◆ Exercise requirements ◆
In the listing below, rewrite the lines between the line containing "Each instance receives one keypoint. Mark the grass" and the line containing "column 223, row 456", inclusive, as a JSON list of strings. Use one string per line and leave out any blank lines.

◆ Dataset excerpts ◆
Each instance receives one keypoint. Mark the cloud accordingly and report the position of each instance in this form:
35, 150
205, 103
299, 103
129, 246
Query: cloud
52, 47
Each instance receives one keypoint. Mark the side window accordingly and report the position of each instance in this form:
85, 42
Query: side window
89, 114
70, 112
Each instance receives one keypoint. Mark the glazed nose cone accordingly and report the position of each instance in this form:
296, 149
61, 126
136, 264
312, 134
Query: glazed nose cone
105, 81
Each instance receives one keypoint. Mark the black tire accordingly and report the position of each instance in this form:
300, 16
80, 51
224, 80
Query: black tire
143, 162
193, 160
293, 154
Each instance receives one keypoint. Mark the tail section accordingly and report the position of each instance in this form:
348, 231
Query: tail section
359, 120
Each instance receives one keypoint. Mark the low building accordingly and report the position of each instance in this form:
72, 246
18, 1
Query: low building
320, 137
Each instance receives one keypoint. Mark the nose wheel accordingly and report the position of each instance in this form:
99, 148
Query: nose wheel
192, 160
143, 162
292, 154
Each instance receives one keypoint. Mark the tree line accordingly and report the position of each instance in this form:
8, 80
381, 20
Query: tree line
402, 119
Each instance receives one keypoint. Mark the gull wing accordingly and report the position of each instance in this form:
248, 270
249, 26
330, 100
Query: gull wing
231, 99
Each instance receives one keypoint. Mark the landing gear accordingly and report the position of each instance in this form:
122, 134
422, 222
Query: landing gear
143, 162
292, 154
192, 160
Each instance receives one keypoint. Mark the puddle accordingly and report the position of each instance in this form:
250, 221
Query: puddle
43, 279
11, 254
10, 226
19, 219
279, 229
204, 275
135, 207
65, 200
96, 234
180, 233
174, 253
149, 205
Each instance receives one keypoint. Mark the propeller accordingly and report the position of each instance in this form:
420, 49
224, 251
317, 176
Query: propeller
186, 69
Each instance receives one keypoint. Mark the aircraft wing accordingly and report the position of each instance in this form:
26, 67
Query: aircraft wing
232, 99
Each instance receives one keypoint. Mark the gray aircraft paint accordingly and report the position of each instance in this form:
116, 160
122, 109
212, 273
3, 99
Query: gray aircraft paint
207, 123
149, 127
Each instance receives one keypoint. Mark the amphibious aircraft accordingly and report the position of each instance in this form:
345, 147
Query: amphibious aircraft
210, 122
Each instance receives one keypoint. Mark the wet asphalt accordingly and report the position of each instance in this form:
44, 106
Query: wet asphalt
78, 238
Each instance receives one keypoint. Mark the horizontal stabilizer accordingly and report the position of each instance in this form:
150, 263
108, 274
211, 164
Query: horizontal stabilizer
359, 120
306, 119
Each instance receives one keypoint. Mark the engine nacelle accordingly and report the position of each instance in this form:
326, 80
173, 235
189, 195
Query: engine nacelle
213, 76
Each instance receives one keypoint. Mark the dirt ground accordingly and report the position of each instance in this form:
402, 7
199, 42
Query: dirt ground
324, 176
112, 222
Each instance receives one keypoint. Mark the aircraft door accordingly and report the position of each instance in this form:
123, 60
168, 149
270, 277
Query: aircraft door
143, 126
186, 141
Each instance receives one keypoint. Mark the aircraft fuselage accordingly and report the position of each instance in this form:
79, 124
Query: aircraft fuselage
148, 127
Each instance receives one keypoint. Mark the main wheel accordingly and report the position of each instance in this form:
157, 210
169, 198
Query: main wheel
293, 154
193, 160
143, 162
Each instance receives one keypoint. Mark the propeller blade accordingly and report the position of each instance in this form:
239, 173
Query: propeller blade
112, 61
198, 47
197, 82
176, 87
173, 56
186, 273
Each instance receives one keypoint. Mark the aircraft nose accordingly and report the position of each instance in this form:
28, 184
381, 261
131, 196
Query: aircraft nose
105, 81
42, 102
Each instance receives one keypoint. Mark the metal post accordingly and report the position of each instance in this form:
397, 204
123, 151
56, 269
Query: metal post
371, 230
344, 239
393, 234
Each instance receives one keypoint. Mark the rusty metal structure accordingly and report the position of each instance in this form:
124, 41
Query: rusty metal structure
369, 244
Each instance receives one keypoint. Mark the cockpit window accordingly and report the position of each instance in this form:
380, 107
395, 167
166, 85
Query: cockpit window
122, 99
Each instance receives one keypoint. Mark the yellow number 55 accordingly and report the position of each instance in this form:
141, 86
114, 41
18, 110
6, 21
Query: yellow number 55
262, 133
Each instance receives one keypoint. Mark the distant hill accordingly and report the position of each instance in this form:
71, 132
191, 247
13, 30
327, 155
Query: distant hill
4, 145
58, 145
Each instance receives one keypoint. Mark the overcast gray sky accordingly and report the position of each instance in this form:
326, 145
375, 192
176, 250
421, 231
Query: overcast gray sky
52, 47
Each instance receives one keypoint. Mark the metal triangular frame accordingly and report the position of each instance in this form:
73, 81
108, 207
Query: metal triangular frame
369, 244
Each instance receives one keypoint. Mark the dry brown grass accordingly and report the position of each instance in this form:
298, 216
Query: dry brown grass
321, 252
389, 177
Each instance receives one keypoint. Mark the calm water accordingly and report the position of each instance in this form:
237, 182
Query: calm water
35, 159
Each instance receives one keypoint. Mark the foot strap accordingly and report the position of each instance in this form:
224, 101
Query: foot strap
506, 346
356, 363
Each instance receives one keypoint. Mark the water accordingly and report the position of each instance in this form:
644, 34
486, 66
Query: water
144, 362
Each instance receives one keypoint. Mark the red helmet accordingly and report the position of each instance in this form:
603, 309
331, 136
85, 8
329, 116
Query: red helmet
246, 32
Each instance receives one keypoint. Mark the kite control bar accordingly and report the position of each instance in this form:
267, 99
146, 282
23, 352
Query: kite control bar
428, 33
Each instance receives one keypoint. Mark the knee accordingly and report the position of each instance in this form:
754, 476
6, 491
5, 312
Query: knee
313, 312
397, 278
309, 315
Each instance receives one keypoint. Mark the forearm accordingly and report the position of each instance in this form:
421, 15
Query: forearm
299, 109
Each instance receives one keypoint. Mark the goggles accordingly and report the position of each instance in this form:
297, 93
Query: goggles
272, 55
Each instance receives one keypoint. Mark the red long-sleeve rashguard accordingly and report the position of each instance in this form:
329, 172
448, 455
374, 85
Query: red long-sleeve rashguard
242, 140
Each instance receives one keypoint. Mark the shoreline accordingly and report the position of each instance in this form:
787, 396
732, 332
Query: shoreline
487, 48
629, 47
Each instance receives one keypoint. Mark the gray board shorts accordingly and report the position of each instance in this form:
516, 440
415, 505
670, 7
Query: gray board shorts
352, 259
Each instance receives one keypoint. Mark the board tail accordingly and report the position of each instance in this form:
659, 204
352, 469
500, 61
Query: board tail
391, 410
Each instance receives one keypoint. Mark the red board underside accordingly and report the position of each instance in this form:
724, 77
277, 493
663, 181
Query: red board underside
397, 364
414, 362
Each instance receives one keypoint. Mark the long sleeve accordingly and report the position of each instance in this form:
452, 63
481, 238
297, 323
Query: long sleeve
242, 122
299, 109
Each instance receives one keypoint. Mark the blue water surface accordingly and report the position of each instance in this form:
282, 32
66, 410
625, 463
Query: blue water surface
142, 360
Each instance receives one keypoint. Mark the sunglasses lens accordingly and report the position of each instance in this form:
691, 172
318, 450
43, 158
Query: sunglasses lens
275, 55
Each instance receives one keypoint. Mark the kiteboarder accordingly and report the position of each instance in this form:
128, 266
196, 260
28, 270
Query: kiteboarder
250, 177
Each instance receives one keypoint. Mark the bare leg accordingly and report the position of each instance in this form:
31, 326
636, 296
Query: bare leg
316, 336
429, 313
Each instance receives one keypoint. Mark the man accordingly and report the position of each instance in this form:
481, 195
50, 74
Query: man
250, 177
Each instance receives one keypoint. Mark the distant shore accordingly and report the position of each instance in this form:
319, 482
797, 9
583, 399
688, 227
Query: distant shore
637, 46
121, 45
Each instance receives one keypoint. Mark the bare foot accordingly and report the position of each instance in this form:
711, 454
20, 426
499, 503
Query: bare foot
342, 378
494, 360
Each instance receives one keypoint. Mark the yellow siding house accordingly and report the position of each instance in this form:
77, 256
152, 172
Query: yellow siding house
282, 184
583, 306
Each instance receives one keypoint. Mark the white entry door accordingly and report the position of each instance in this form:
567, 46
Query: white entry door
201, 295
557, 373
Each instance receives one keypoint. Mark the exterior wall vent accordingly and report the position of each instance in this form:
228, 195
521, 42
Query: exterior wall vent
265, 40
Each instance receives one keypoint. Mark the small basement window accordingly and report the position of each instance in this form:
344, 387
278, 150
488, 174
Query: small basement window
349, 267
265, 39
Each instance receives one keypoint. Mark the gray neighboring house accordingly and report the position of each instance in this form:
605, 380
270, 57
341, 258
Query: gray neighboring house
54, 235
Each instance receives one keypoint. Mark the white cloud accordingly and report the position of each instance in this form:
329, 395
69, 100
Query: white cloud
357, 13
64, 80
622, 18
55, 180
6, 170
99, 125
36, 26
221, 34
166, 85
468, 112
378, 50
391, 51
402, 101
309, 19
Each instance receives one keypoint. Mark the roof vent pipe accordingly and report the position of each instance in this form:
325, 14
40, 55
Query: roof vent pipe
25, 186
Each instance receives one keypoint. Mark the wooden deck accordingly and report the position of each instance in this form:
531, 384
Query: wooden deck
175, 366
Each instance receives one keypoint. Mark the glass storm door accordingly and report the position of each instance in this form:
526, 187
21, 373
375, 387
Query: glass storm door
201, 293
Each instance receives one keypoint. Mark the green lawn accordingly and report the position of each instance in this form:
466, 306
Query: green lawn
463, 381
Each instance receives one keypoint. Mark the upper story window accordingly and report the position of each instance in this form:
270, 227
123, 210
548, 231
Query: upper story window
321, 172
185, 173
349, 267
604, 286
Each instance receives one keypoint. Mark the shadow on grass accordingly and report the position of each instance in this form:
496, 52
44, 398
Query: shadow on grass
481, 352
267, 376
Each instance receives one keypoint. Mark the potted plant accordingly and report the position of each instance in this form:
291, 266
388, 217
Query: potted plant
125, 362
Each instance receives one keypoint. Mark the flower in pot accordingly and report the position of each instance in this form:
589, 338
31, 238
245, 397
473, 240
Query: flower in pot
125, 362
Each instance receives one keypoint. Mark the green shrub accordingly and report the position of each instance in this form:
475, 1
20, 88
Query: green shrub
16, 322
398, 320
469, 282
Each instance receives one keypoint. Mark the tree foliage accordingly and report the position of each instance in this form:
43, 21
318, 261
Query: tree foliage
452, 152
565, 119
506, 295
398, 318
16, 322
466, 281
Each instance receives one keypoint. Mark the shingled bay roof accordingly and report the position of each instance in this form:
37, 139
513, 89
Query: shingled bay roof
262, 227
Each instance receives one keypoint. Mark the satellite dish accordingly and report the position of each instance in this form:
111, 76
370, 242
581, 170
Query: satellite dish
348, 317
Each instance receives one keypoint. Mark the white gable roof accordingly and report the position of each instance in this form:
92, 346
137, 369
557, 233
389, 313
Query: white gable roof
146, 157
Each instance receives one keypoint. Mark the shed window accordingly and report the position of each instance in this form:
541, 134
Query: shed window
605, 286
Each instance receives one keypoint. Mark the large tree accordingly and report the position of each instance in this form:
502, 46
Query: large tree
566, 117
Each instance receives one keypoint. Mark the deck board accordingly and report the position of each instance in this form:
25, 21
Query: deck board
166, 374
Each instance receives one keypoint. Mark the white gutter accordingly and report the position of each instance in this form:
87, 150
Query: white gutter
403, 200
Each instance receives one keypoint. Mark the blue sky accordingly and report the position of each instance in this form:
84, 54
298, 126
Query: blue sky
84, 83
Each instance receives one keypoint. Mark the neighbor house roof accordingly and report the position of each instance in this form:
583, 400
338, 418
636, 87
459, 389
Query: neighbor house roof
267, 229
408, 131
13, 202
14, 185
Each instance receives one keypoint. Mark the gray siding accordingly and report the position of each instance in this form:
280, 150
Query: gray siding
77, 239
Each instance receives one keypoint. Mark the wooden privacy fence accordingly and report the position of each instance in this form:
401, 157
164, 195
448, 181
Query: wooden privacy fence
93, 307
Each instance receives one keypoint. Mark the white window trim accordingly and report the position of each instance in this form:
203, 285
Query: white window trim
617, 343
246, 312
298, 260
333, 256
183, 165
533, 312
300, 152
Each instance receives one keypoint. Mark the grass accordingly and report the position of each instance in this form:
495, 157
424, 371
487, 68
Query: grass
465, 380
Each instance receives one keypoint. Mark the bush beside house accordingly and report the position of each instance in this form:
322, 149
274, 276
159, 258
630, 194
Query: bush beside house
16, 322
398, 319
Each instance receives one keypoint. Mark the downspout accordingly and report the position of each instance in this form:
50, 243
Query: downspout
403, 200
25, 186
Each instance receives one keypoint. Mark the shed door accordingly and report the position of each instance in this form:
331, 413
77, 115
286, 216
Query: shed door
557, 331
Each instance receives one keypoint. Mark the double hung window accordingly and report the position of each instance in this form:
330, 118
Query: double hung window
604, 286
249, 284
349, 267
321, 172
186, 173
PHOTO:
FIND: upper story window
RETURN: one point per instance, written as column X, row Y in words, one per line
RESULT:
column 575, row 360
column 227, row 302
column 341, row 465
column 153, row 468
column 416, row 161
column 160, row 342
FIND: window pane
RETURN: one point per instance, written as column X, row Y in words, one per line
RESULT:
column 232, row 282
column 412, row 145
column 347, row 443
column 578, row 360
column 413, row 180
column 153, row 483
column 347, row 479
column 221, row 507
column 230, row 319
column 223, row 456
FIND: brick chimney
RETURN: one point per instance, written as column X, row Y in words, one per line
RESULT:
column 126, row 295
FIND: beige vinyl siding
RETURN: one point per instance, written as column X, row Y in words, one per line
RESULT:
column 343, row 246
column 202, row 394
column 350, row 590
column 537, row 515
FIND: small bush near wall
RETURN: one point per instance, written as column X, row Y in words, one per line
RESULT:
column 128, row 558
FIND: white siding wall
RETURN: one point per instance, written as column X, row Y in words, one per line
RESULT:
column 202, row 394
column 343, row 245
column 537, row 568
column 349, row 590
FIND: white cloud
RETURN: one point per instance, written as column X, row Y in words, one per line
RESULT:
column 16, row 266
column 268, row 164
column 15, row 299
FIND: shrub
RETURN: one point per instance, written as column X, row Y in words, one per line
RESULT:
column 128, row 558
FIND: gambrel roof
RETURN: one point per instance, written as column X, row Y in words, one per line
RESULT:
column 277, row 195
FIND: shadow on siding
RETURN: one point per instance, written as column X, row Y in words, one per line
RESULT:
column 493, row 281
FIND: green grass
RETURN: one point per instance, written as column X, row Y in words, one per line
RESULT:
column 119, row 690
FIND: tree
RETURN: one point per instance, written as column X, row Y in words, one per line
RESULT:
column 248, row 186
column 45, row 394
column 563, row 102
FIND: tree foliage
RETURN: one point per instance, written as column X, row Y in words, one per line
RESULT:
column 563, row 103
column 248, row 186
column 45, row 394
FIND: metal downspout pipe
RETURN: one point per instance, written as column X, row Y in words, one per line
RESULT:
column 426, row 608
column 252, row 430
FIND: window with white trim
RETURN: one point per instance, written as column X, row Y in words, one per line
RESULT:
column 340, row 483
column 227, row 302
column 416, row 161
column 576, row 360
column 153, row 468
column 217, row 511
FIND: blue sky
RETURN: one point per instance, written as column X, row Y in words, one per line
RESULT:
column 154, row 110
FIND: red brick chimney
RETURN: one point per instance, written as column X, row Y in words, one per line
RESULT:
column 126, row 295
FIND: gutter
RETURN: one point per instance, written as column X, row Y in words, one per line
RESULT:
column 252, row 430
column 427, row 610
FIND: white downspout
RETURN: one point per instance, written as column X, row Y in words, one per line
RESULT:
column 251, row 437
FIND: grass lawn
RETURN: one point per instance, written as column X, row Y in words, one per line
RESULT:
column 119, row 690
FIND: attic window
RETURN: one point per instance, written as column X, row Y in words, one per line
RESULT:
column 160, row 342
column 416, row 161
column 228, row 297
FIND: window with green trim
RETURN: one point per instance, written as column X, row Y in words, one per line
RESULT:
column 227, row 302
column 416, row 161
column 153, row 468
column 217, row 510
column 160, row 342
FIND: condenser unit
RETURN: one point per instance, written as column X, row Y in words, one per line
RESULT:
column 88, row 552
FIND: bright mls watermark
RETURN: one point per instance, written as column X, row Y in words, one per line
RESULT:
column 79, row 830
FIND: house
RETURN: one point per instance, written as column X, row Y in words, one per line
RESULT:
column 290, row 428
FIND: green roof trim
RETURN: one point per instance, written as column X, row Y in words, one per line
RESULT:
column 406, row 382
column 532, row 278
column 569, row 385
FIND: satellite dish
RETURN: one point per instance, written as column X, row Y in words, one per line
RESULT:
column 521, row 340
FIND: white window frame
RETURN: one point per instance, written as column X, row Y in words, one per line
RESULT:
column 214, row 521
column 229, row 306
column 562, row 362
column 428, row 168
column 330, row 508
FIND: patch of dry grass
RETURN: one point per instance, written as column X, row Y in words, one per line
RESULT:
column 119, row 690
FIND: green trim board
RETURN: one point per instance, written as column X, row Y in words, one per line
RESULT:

◆ Task result ◆
[
  "Each instance receives one keypoint. Mark the grass accordingly and report the position of each instance in this form:",
  "495, 157",
  "424, 371",
  "487, 68",
  "Query: grass",
  "465, 380",
  "Each instance receives one keypoint. Mark the bush beside house accordingly and report the position of each instance in this form:",
  "322, 149",
  "274, 276",
  "159, 258",
  "630, 194",
  "Query: bush beside house",
  "16, 322",
  "398, 319",
  "Each instance receives one keypoint. Mark the downspout accordingly and report the position of each instance in this form:",
  "50, 243",
  "Query: downspout",
  "403, 200",
  "25, 186",
  "Each instance receives one keypoint. Mark the shed door accordingly and report the position of each instance in this form:",
  "331, 413",
  "77, 115",
  "286, 216",
  "Query: shed door",
  "557, 331",
  "Each instance receives one keypoint. Mark the double hung window accordingly and report the position of each instance in this form:",
  "330, 118",
  "Query: double hung window",
  "604, 286",
  "249, 284",
  "349, 267",
  "321, 172",
  "186, 173",
  "PHOTO:",
  "FIND: upper story window",
  "RETURN: one point per instance, written as column X, row Y in words, one per line",
  "RESULT:",
  "column 575, row 360",
  "column 227, row 302",
  "column 341, row 465",
  "column 153, row 468",
  "column 416, row 161",
  "column 160, row 342",
  "FIND: window pane",
  "RETURN: one point per instance, written as column X, row Y in words, one per line",
  "RESULT:",
  "column 232, row 282",
  "column 412, row 145",
  "column 347, row 443",
  "column 578, row 360",
  "column 413, row 180",
  "column 153, row 483",
  "column 347, row 479",
  "column 221, row 507",
  "column 230, row 319",
  "column 223, row 456"
]